I’m looking at retraining. I’m passionate about getting to the bottom of something, about being right. I’m logical and happiest following procedures for troubleshooting. Does anyone work in investigation. What would you recommend as a good way in.
I don’t really have any skills from the workplace other than troubleshooting. I was looking at a few OU options, but seems to be either the criminology side or the forensic science side. Would you recommend either of these and is a full degree worth it compared to 1 or 2 years (cheaper to self fund) as I already have a very unrelated degree. I have A level Maths, Chemistry and AS Biology (from 16 years ago) so happy on the scientific side with a bit of a study refresher, but it’s really the thinking outside the box to get round a problem that excites me so not sure if that puts the ‘people’ side as a more useful grounding.
I’m not sure I’d make a fantastic police officer dealing with Saturday night drunken twats, which seems to be touted as the main way in, but then read that there are also staff roles within the police force in investigative areas. I’m not tied to this area at all, but something that uses those skill sets. If you recruit in this area what skills and experience are you looking for and how much is it possible to get across a keenness to learn and a good attitude to work where you might lack in work specific experience, and be able to work up from somewhere, once in your mid-late 30s as opposed to a fresh teenager.

▸ **Records drawn from a dataset**:

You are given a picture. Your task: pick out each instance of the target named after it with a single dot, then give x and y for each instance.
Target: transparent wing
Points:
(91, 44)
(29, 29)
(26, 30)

▸ **BRIEF 1**: From the post about retraining for investigative work, reproduce the passage starting at "I’m not sure" and ending at "a fresh teenager.".
▸ **BRIEF 2**: In the post about retraining for investigative work, which subjects does the writer say they studied at A level or AS level?
▸ **BRIEF 3**: According to the post about retraining for investigative work, how long ago did the writer take their A level and AS subjects?

▸ **TASK RESULT 1**:
I’m not sure I’d make a fantastic police officer dealing with Saturday night drunken twats, which seems to be touted as the main way in, but then read that there are also staff roles within the police force in investigative areas. I’m not tied to this area at all, but something that uses those skill sets. If you recruit in this area what skills and experience are you looking for and how much is it possible to get across a keenness to learn and a good attitude to work where you might lack in work specific experience, and be able to work up from somewhere, once in your mid-late 30s as opposed to a fresh teenager.

▸ **TASK RESULT 2**: Maths, Chemistry, Biology

▸ **TASK RESULT 3**: 16 years ago